WHAT THE EXERCISE ASKS: Copy out the items starting at the line that contains "A single point marks each instance of the butterfly eye, shaped" and ending at the line that contains "<point>133,100</point>", keeping the requests. Shift every coordinate in the answered points up by 127, and leave the sample point in each request unchanged.

▼

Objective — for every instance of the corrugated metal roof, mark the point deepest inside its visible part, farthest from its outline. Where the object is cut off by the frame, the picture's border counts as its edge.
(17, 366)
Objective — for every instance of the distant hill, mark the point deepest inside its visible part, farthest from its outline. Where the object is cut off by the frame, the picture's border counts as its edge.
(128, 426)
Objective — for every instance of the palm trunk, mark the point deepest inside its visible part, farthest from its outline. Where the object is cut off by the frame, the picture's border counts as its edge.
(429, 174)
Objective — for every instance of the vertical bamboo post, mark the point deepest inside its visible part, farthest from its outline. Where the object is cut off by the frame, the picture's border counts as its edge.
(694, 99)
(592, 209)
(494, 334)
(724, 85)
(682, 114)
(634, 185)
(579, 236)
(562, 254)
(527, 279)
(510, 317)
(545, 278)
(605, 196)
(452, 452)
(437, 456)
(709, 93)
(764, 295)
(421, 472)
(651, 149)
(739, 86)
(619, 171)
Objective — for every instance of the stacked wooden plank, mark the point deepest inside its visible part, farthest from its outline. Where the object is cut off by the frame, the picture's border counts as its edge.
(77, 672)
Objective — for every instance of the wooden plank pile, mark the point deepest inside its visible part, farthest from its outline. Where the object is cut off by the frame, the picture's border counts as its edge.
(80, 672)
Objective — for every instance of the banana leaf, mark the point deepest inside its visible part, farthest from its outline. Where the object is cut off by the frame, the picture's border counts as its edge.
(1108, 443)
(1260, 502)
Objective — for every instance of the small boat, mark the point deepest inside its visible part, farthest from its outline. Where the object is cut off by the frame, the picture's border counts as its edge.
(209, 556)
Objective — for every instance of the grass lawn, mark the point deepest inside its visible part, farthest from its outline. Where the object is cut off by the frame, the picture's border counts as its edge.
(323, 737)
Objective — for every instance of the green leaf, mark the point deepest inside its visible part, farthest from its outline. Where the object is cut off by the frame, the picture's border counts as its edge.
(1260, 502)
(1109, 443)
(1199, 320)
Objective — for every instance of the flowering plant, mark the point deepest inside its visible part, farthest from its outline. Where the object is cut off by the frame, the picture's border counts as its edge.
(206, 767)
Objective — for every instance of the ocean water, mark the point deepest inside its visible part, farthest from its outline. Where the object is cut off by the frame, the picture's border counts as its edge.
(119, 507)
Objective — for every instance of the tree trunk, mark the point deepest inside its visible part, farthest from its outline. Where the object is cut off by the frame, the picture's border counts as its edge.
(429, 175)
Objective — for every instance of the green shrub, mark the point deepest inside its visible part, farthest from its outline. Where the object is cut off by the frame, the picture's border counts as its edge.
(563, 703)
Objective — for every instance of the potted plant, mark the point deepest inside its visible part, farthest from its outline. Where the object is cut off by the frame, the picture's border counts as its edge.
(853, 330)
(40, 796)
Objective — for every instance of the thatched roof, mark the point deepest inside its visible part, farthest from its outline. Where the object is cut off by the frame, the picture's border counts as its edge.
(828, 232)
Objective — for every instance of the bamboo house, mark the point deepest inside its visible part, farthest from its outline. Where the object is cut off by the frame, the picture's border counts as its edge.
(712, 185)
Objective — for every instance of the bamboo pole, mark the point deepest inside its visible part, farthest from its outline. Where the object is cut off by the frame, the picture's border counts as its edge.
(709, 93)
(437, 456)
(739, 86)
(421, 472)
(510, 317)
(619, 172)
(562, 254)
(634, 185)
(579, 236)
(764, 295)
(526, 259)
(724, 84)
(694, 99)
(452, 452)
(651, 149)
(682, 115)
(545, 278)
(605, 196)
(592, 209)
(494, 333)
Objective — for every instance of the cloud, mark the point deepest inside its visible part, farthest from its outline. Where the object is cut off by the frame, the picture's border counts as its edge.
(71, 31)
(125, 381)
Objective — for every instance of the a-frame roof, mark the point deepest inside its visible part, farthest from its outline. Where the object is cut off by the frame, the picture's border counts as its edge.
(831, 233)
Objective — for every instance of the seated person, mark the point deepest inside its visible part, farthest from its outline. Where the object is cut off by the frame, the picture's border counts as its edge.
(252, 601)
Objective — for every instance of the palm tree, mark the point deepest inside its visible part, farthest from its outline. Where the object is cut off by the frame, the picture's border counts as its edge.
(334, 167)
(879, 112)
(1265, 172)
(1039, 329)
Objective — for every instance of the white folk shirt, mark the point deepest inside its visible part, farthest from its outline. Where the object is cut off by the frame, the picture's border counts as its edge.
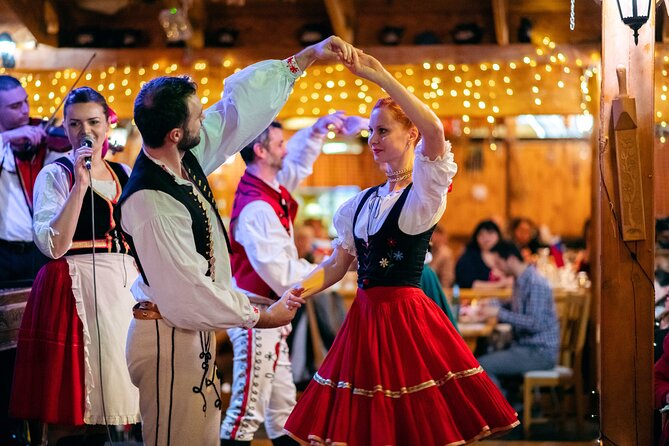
(425, 204)
(16, 223)
(52, 187)
(161, 226)
(269, 247)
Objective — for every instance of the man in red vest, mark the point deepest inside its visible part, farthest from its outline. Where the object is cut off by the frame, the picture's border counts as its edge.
(265, 264)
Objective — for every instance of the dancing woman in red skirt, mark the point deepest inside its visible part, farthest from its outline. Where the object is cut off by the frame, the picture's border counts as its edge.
(398, 372)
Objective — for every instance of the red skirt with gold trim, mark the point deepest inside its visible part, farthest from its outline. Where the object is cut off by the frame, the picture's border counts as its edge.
(49, 372)
(398, 373)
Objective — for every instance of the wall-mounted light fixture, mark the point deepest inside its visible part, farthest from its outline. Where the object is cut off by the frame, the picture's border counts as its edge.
(7, 50)
(634, 13)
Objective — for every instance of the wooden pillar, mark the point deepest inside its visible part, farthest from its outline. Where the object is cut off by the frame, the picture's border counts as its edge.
(625, 268)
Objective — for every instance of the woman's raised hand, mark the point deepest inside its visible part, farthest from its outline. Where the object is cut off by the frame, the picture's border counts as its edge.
(367, 68)
(292, 298)
(334, 48)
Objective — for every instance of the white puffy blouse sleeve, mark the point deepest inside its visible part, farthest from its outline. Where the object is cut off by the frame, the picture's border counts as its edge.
(52, 187)
(343, 223)
(251, 99)
(426, 201)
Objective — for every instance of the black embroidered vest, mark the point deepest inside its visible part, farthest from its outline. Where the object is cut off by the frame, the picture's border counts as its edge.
(107, 235)
(390, 257)
(148, 175)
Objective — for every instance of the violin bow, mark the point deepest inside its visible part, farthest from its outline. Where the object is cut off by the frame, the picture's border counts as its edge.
(49, 122)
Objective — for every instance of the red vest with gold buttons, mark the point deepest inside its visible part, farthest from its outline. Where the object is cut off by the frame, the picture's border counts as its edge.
(252, 188)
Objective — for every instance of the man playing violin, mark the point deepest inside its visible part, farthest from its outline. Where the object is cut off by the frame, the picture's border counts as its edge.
(22, 155)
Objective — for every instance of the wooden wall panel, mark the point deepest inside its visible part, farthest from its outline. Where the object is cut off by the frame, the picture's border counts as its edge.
(661, 179)
(550, 183)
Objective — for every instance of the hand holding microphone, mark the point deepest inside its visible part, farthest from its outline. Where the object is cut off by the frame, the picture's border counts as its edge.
(87, 141)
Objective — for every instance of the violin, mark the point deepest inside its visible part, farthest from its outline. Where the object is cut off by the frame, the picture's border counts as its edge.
(56, 139)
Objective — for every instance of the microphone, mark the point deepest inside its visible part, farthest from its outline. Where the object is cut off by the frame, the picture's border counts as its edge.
(87, 141)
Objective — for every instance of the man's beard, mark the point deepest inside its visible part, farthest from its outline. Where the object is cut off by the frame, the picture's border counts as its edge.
(188, 142)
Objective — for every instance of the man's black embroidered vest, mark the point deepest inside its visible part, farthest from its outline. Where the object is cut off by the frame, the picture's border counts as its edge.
(148, 175)
(390, 257)
(107, 235)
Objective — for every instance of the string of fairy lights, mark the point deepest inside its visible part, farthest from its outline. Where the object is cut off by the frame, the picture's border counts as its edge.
(544, 81)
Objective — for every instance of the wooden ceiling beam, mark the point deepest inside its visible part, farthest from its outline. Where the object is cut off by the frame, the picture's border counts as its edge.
(499, 8)
(342, 13)
(32, 14)
(61, 58)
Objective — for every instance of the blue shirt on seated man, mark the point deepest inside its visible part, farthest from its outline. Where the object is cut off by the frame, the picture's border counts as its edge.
(536, 330)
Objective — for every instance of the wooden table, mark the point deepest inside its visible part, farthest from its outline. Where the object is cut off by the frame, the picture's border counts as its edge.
(471, 331)
(12, 305)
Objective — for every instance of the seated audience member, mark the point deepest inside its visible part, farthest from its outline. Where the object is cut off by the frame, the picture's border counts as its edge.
(475, 267)
(532, 316)
(662, 391)
(582, 262)
(661, 284)
(525, 236)
(662, 235)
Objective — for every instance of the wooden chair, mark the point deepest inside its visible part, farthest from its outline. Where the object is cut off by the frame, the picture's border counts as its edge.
(573, 310)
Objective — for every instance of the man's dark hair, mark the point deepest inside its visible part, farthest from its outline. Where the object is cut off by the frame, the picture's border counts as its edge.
(506, 249)
(661, 225)
(485, 225)
(8, 82)
(83, 95)
(162, 105)
(247, 153)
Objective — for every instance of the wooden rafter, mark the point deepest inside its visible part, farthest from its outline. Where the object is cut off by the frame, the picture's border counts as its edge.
(341, 13)
(499, 8)
(31, 14)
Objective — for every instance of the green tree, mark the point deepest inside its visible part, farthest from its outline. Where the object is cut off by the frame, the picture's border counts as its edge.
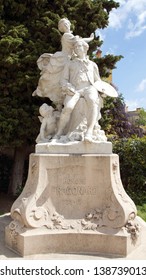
(141, 121)
(28, 28)
(115, 120)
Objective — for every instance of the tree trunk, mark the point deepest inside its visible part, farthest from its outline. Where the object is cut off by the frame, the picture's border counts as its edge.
(16, 180)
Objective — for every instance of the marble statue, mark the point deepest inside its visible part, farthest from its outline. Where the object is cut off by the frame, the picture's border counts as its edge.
(73, 200)
(48, 121)
(73, 83)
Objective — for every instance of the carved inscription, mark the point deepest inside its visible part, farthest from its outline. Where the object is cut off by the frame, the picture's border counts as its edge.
(75, 190)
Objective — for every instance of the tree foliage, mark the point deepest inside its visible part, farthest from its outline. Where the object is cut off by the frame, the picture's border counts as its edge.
(28, 28)
(132, 154)
(115, 120)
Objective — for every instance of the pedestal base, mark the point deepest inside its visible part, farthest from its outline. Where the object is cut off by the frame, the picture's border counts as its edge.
(40, 241)
(73, 204)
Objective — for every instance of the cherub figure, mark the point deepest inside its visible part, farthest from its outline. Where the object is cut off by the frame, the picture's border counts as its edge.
(48, 118)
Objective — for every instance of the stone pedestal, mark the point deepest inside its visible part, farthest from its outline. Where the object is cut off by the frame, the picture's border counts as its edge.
(73, 203)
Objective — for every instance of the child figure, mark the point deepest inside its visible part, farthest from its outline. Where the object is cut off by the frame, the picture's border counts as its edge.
(48, 121)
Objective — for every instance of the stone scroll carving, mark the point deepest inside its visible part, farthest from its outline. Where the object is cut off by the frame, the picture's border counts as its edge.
(37, 206)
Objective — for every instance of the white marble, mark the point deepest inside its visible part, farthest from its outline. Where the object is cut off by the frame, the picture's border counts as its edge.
(72, 81)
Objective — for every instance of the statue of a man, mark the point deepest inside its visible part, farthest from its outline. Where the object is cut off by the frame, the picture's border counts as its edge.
(78, 81)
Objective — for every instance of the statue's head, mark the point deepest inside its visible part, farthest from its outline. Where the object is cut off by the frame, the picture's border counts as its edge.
(45, 109)
(81, 45)
(64, 25)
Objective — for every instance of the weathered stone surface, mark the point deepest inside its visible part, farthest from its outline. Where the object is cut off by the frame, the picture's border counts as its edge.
(75, 147)
(77, 199)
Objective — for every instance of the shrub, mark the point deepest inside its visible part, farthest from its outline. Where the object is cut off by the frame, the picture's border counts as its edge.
(132, 156)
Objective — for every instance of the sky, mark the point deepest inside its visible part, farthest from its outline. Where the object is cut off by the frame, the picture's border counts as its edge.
(126, 36)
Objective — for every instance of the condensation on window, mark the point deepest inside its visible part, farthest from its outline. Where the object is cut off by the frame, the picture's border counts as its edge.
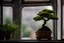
(7, 14)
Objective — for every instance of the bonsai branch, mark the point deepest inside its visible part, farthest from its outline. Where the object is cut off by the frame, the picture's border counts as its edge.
(45, 21)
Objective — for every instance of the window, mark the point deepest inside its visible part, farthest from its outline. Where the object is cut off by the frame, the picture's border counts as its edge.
(7, 14)
(29, 26)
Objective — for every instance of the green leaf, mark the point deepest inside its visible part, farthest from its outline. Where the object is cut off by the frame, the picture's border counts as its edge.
(37, 18)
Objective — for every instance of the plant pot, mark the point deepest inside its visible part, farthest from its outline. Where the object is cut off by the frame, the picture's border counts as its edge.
(43, 35)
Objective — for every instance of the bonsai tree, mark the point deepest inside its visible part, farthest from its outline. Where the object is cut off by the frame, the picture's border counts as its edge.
(6, 30)
(45, 15)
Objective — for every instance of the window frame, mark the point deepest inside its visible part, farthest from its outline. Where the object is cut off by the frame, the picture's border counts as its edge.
(42, 4)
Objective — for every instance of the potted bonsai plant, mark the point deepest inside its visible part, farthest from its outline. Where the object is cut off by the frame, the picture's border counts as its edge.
(6, 30)
(44, 31)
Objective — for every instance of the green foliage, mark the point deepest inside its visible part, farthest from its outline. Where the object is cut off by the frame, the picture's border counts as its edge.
(46, 15)
(8, 28)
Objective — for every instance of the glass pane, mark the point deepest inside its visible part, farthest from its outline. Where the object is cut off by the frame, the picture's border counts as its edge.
(35, 0)
(7, 14)
(29, 26)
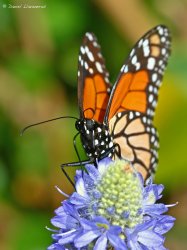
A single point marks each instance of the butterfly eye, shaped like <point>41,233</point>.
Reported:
<point>90,124</point>
<point>78,125</point>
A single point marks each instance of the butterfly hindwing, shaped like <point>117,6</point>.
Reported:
<point>93,82</point>
<point>137,85</point>
<point>137,140</point>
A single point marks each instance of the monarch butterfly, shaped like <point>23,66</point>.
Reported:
<point>117,121</point>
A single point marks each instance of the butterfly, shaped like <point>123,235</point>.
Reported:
<point>117,121</point>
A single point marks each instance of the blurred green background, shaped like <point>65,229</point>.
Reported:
<point>38,81</point>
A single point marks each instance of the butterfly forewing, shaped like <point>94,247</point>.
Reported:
<point>137,85</point>
<point>93,82</point>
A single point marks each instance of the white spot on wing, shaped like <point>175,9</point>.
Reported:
<point>146,51</point>
<point>151,63</point>
<point>151,97</point>
<point>154,77</point>
<point>99,67</point>
<point>90,37</point>
<point>82,50</point>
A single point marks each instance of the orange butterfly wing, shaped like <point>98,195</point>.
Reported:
<point>138,83</point>
<point>93,83</point>
<point>133,100</point>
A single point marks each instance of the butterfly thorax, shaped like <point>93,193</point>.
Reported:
<point>95,138</point>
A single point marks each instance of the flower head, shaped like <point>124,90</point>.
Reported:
<point>111,209</point>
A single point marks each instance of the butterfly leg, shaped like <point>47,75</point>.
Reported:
<point>67,176</point>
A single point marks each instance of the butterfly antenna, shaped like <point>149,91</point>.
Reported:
<point>50,120</point>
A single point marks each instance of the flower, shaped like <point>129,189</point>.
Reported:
<point>111,208</point>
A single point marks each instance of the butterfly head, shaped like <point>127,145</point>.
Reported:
<point>95,137</point>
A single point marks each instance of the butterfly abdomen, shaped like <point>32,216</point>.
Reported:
<point>96,138</point>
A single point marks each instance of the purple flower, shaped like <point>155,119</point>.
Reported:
<point>111,208</point>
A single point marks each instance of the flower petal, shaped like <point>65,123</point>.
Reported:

▲

EXERCISE ANSWER:
A single point marks each instance of the butterfly eye, shaped like <point>41,233</point>.
Reported:
<point>217,251</point>
<point>205,252</point>
A single point marks each instance of the butterfly hindwing, shaped like <point>117,6</point>.
Reported:
<point>220,209</point>
<point>264,212</point>
<point>264,267</point>
A single point marks each instance of the monarch butterfly, shaped like <point>23,66</point>.
Reported:
<point>244,248</point>
A single point marks each instance of the butterfly, shaped like <point>123,235</point>.
Reported:
<point>244,248</point>
A single point marks each instance of the blurred green background, shaped like <point>65,229</point>.
Reported:
<point>165,208</point>
A single point marks each instance of the butterfly forewing, shaped like <point>94,247</point>.
Reported:
<point>264,212</point>
<point>220,209</point>
A single point marks each instance of the white spot on wing, shaped like <point>175,9</point>.
Reported:
<point>273,178</point>
<point>278,190</point>
<point>278,224</point>
<point>281,204</point>
<point>226,194</point>
<point>217,164</point>
<point>209,177</point>
A single point marks each instance of the orange butterfly wing, shaped like <point>98,195</point>.
Reported:
<point>265,210</point>
<point>220,210</point>
<point>260,227</point>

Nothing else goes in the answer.